### Source passage:
Australian LGBTQ newspaper

SX News was a weekly gay and lesbian newspaper based in Sydney, Australia.

One of several titles published by Evo Media under the Gay News Network banner. SX News (commonly referred to as SX) was distributed throughout Sydney and New South Wales.

==Features==
The publication covered local, national and international news of interest to the gay and lesbian community, and had a strong focus on the arts and entertainment.

SX featured interviews with high-profile people of interest to the gay and lesbian community. Interviews over the years included Kylie Minogue, Scissor Sisters, The Hon. Michael Kirby, Louie Spence, Sydney Lord Mayor Clover Moore MP, NSW Premier Nathan Rees, Dr Brad McKay, Rupert Everett, Perez Hilton, Janet Jackson, k.d. lang, Liza Minnelli, Pam Ann, and the Pet Shop Boys.

==Editors==
Previous SX editors included founding editor Martin de Courtenay, Reg Domingo, Peter Hackney and Brad Johnston. The publication drew on a stable of regular contributors, including political commentators Rodney Croome and Sam Butler, theatre critic Veronica Hannon, Gay media identity Trevor Ashley, Sydney drag identity Joyce Mange and gay Australian author C. S. Burrough, whose novel Not Grunting, Squealing was serialised in 23 weekly instalments between 25 January 2001 and 21 June 2001.

==History==
In late 2006, the publication changed from a newsprint format to a high-quality, full-colour full-gloss format.

SX was the official media sponsor of the Sydney Gay and Lesbian Mardi Gras.

In July 2010, SX celebrated its 500th issue with a special retrospective edition.

In 2015, SX began an LGBTI Health and HIV online hub called Check Up.

### Information given:
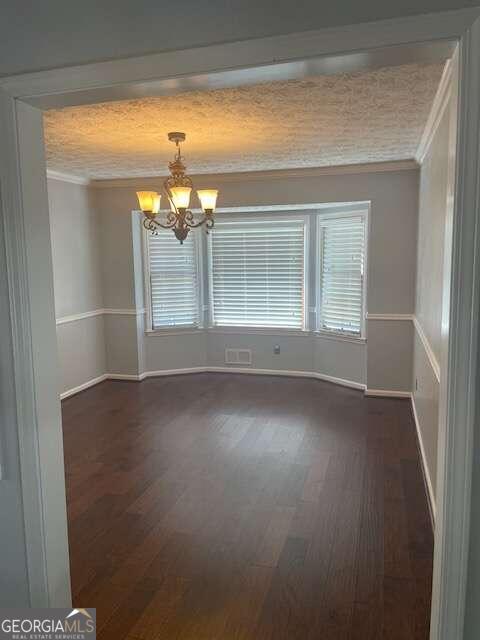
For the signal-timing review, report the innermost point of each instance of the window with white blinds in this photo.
(340, 288)
(257, 273)
(173, 280)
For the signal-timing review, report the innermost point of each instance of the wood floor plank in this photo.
(246, 508)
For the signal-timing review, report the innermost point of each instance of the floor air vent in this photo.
(238, 356)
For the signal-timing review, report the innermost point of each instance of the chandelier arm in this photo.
(193, 225)
(152, 225)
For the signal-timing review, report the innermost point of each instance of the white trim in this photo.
(67, 177)
(458, 397)
(82, 387)
(273, 174)
(390, 316)
(99, 312)
(173, 372)
(363, 213)
(126, 376)
(428, 349)
(177, 331)
(223, 369)
(124, 312)
(79, 316)
(387, 393)
(440, 102)
(425, 469)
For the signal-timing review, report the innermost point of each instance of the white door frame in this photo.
(31, 330)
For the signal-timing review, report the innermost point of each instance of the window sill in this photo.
(265, 331)
(330, 335)
(174, 331)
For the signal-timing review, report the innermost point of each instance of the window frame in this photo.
(289, 216)
(336, 215)
(147, 289)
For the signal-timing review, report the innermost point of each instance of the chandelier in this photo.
(177, 187)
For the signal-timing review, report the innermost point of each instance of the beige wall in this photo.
(391, 281)
(78, 287)
(429, 289)
(56, 33)
(98, 264)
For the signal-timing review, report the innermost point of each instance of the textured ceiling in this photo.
(352, 118)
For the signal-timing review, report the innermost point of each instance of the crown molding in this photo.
(67, 177)
(274, 174)
(439, 104)
(99, 312)
(428, 349)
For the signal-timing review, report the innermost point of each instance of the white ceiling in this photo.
(369, 116)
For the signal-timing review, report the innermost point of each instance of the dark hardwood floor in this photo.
(222, 506)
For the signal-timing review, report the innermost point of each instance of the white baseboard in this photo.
(425, 469)
(288, 373)
(247, 370)
(387, 393)
(173, 372)
(82, 387)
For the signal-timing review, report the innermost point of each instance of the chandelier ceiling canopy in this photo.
(177, 188)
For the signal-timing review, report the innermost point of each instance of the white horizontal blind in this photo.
(173, 280)
(342, 256)
(258, 273)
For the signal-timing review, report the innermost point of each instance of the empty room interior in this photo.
(250, 395)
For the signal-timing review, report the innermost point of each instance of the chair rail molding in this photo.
(99, 312)
(428, 349)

### Task prompt:
Print the part of the SX News passage from "One of several" to "arts and entertainment." word for word.

### Exercise response:
One of several titles published by Evo Media under the Gay News Network banner. SX News (commonly referred to as SX) was distributed throughout Sydney and New South Wales.

==Features==
The publication covered local, national and international news of interest to the gay and lesbian community, and had a strong focus on the arts and entertainment.